## What is asked
Transcribe every line, keeping it exact.

## Dataset items
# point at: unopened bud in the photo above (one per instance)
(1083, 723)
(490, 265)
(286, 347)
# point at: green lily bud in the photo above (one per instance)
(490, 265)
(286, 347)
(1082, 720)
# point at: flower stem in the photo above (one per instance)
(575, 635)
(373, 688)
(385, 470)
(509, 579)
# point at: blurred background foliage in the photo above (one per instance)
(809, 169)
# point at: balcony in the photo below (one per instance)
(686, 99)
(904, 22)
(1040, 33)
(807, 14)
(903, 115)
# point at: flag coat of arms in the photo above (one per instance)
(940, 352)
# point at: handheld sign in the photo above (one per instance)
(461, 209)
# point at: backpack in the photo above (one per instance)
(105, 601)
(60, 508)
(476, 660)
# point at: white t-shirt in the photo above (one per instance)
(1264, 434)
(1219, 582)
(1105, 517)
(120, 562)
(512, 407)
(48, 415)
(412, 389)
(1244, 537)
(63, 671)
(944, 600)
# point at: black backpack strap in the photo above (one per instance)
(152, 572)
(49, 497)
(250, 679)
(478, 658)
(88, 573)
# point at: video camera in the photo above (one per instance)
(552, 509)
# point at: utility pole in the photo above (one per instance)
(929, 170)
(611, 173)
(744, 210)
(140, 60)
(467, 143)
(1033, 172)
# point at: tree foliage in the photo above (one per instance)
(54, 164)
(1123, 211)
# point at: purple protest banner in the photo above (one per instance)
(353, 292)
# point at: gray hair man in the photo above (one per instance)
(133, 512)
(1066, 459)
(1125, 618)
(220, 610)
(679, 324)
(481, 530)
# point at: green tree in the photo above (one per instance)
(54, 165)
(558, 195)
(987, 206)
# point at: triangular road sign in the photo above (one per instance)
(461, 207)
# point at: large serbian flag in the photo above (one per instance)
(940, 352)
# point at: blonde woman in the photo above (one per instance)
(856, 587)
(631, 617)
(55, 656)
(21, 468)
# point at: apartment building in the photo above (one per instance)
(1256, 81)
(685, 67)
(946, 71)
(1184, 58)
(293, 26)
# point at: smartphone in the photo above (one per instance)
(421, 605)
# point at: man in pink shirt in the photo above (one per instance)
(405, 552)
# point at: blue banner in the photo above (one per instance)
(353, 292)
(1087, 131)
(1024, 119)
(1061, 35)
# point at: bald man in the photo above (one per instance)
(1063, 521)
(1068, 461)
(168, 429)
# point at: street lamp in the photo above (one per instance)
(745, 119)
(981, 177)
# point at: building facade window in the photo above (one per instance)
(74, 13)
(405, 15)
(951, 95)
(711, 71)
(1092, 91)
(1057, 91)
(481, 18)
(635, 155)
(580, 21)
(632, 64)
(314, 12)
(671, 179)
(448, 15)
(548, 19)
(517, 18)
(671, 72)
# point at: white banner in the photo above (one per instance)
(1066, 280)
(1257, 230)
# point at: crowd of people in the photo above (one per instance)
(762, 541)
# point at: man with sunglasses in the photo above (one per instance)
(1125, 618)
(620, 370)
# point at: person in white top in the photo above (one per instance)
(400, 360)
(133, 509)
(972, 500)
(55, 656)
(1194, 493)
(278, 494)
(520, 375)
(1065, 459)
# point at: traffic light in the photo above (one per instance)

## Correct answer
# point at: unopened bud in the photo above (one per instance)
(1083, 723)
(490, 265)
(286, 347)
# point at: green lily bud in the photo above (one per instance)
(490, 265)
(286, 347)
(1082, 720)
# point at: flower stem in the photo above (one per instance)
(575, 635)
(373, 688)
(385, 470)
(509, 579)
# point at: blurred background foliage in the photo above (one per instance)
(809, 169)
# point at: balcony in the photo below (one per instance)
(686, 99)
(904, 22)
(1040, 33)
(807, 14)
(903, 115)
# point at: flag coat of arms in the photo above (one per instance)
(940, 352)
# point at: handheld sign in the photo above (one per instance)
(461, 209)
# point at: backpack in the photo above (one per instance)
(105, 601)
(60, 508)
(476, 660)
# point at: white t-shirt in the photo above (one per instance)
(1264, 434)
(1219, 582)
(1105, 517)
(120, 562)
(512, 407)
(48, 415)
(412, 389)
(1244, 537)
(63, 671)
(944, 600)
# point at: black backpack strap in the photo above (one per instance)
(152, 572)
(49, 497)
(250, 679)
(478, 658)
(88, 573)
# point at: video camera in the photo above (one per instance)
(552, 509)
# point at: utility pole in the photo above (one per instance)
(929, 170)
(611, 173)
(744, 210)
(140, 60)
(467, 143)
(1033, 172)
# point at: tree foliage in the photo above (one per instance)
(54, 164)
(1123, 211)
# point at: purple protest banner in the photo above (one per instance)
(353, 292)
# point at: gray hair man in the photo above (one per instance)
(133, 512)
(1066, 459)
(1125, 618)
(220, 610)
(679, 324)
(481, 530)
# point at: green tree in the photo above (one per instance)
(54, 165)
(558, 195)
(987, 206)
# point at: triangular road sign in the photo above (one per instance)
(461, 207)
# point at: large serbian flag in the photo above (one per instance)
(940, 352)
# point at: blonde woman in the photo above (one per instance)
(856, 587)
(631, 617)
(55, 656)
(21, 468)
# point at: apartment building in the photo above (one per instance)
(1256, 81)
(685, 67)
(946, 71)
(1184, 58)
(293, 26)
# point at: smartphone in the photo above (one per instance)
(421, 605)
# point at: man in pink shirt in the photo above (one per instance)
(405, 552)
# point at: blue banner in the photo above (one per instance)
(353, 292)
(1087, 131)
(1024, 119)
(1061, 35)
# point at: bald man in the photo above (one per instance)
(1063, 521)
(1068, 461)
(168, 429)
# point at: street lamp in the photo above (one per instance)
(745, 119)
(981, 177)
# point at: building facade window in the photo above (one per instance)
(74, 13)
(405, 15)
(951, 95)
(711, 71)
(1092, 91)
(1057, 91)
(481, 18)
(635, 155)
(580, 21)
(632, 64)
(314, 12)
(671, 179)
(448, 15)
(548, 19)
(517, 18)
(671, 72)
# point at: white banner in the photo above (one per instance)
(1066, 280)
(1257, 230)
# point at: crowd of people in the photo above (one per instance)
(762, 541)
# point at: man with sunglasses in the photo above (one per instance)
(1125, 618)
(620, 370)
# point at: person in white top in the photo above (one per instance)
(400, 360)
(133, 509)
(972, 500)
(55, 656)
(1194, 493)
(278, 494)
(520, 375)
(1065, 459)
# point at: traffic light in the photo above (one per instance)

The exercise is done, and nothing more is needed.